━━ Records for the exercise ━━

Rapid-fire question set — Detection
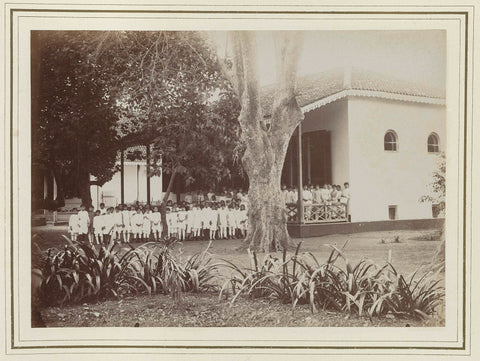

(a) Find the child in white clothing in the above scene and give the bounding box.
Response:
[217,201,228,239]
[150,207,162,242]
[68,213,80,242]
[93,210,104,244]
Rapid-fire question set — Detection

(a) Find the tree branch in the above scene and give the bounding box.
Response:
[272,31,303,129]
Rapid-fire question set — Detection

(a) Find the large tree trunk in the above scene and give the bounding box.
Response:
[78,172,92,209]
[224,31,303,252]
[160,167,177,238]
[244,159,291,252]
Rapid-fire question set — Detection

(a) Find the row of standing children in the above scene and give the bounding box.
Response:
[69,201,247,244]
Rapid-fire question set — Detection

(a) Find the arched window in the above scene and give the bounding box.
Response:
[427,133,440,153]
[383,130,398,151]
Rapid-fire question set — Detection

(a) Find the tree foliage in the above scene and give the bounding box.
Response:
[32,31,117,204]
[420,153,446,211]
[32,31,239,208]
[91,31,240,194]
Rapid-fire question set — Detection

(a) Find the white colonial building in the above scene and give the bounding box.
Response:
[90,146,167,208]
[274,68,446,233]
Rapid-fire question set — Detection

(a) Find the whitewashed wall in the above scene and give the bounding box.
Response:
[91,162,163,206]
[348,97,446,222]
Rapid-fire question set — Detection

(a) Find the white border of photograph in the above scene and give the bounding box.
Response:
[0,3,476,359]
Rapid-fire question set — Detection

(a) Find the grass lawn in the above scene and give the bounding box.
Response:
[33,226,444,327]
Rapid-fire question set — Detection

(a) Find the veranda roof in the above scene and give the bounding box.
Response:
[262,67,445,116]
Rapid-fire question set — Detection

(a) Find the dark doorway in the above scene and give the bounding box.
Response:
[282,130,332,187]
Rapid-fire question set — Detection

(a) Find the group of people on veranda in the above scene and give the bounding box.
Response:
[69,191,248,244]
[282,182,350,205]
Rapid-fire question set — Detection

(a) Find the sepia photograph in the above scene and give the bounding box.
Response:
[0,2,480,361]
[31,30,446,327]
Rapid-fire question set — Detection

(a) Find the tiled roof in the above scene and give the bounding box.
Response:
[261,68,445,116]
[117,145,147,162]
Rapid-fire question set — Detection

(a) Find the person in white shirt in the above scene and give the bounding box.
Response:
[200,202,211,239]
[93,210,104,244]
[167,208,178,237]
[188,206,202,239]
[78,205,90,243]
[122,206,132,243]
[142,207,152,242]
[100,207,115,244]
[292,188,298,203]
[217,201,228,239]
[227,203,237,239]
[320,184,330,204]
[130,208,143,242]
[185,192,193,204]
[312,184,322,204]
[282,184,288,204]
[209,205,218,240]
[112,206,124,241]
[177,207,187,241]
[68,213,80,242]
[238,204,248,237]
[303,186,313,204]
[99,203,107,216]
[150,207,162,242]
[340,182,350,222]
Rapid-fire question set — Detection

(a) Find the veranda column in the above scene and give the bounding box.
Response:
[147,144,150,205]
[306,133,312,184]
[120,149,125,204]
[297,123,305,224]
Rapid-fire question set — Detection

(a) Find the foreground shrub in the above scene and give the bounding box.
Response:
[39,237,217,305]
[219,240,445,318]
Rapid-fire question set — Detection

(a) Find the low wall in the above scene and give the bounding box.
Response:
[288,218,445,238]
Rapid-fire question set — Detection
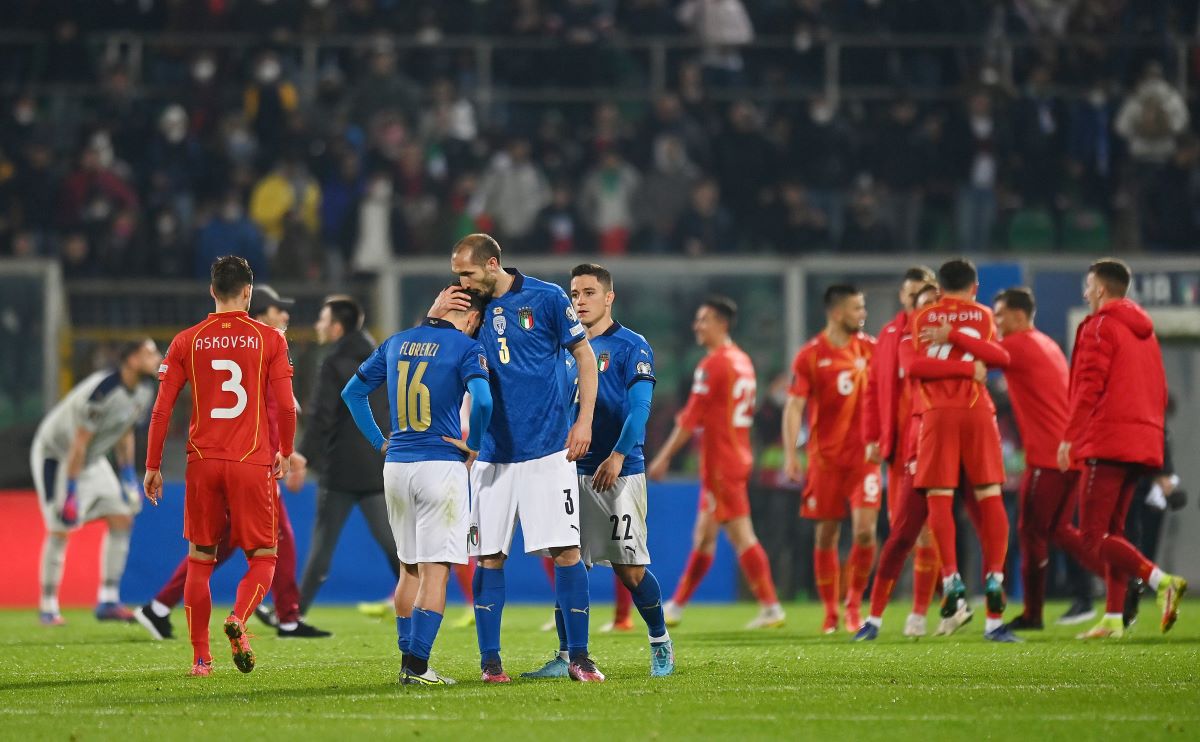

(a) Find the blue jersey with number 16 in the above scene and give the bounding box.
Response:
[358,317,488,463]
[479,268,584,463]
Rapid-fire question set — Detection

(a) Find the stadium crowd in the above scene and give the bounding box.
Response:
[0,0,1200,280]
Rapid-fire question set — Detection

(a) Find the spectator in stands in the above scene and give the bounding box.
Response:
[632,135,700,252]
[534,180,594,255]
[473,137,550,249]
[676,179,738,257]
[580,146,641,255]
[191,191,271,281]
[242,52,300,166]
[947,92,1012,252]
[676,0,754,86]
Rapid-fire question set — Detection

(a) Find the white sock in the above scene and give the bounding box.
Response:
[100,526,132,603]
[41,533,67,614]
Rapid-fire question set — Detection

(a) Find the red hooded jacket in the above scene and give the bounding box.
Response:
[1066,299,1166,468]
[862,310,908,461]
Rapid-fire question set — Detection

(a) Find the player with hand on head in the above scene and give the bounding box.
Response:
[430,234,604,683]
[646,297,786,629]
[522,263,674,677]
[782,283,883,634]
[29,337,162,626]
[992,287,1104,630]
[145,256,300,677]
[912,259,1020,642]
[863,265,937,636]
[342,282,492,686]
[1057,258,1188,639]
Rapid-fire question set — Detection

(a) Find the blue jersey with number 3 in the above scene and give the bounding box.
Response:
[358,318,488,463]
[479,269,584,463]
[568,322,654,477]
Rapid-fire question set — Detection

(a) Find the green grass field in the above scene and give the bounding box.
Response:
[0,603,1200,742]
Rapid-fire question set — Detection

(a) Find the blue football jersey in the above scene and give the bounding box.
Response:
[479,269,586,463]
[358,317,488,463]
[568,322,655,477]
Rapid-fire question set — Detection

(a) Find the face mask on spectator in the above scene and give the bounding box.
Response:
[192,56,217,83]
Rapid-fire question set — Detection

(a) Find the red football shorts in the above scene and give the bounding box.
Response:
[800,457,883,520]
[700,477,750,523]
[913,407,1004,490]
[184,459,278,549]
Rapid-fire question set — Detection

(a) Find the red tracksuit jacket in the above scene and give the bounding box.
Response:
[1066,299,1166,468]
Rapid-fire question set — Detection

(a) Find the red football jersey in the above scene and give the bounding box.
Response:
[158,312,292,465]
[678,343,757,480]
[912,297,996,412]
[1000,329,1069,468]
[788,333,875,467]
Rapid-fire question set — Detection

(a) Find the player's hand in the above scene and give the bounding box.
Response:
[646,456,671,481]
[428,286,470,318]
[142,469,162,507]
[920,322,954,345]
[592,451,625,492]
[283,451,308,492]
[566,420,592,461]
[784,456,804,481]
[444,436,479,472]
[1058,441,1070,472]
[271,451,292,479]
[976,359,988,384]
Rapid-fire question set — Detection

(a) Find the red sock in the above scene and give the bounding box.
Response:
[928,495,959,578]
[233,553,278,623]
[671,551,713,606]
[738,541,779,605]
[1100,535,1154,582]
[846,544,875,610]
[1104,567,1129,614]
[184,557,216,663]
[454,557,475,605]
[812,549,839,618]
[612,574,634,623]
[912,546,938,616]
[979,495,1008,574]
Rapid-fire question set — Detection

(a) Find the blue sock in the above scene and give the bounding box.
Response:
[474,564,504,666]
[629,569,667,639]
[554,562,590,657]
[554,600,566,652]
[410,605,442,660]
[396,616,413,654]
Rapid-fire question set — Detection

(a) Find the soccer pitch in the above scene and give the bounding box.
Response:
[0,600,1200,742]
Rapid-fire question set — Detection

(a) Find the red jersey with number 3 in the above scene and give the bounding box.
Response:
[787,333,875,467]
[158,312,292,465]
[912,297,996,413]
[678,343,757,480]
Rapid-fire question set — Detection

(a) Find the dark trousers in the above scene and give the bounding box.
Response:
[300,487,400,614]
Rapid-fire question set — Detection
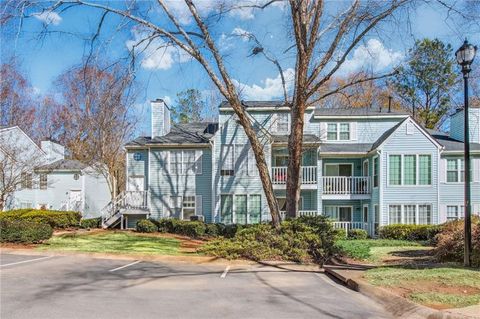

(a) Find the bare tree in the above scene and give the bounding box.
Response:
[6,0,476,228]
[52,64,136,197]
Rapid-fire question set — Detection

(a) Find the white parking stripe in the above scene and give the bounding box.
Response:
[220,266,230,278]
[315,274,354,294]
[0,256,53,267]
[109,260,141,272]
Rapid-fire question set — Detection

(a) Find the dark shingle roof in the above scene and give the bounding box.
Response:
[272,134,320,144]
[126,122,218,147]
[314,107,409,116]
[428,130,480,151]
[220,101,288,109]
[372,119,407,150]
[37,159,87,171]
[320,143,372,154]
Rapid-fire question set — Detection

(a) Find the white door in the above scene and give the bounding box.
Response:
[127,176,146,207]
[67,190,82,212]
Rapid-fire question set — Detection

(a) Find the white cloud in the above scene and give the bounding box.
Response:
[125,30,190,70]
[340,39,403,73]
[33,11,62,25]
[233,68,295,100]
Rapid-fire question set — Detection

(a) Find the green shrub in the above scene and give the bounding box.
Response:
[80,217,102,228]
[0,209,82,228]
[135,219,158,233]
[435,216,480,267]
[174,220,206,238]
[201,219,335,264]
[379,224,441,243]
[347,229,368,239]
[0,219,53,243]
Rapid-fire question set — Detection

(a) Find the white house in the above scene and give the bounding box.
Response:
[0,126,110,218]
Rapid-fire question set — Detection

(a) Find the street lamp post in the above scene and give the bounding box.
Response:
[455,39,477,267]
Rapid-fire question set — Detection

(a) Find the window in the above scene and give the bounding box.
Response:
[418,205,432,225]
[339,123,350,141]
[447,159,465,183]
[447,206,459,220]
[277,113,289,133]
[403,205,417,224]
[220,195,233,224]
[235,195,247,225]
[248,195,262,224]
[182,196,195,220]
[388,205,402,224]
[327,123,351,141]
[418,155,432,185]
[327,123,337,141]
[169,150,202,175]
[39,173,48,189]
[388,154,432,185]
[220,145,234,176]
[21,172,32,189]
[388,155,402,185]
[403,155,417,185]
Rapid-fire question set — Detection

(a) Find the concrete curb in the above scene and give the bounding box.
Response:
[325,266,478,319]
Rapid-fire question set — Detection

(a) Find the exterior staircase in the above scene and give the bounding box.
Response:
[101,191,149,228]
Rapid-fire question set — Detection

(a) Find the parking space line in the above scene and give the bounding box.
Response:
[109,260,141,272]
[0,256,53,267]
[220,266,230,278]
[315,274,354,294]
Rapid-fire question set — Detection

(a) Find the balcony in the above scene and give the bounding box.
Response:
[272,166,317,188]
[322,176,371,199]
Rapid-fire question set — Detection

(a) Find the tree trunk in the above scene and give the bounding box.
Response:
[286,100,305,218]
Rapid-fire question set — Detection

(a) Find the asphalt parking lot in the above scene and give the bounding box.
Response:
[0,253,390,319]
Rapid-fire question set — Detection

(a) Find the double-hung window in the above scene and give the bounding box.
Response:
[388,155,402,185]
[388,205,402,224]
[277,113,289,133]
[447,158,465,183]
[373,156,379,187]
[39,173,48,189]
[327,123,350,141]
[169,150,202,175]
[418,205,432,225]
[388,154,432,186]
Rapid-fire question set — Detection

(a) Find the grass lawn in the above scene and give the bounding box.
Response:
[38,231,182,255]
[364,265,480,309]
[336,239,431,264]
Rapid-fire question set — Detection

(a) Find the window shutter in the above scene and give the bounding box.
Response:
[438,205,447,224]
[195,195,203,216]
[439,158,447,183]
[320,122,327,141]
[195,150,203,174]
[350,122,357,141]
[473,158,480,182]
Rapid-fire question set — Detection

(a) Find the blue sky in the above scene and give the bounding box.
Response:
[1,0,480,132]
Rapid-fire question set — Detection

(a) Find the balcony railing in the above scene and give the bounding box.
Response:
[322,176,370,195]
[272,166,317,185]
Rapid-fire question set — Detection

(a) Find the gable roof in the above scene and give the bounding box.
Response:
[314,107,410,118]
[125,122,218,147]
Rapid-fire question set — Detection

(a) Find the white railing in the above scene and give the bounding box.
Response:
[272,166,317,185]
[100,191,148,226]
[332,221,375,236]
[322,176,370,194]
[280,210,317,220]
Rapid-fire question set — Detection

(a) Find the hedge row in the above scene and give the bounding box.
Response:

━━━

What you should do | Reproduce the lines starting at the beginning and ending at the line containing "[69,201,247,244]", replacing "scene" with "image" and leaving all else unchanged. Omit the pictures from your answer.

Exercise response |
Rapid-fire question set — Detection

(a) Find the child in white clothing in the above image and give the bounding box.
Response:
[217,201,228,239]
[150,207,162,242]
[68,213,80,242]
[93,210,104,244]
Rapid-fire question set — Detection

(a) Find the tree branch in the above image and give the bounding box.
Response:
[272,31,303,129]
Rapid-fire question set — Detection

(a) Find the large tree trunk in the above image and give the bounding box.
Response:
[78,172,92,209]
[224,31,303,252]
[160,167,177,238]
[244,159,291,252]
Rapid-fire question set — Detection

(a) Find the row of standing children in the above image and give the bounding box.
Response:
[69,201,247,244]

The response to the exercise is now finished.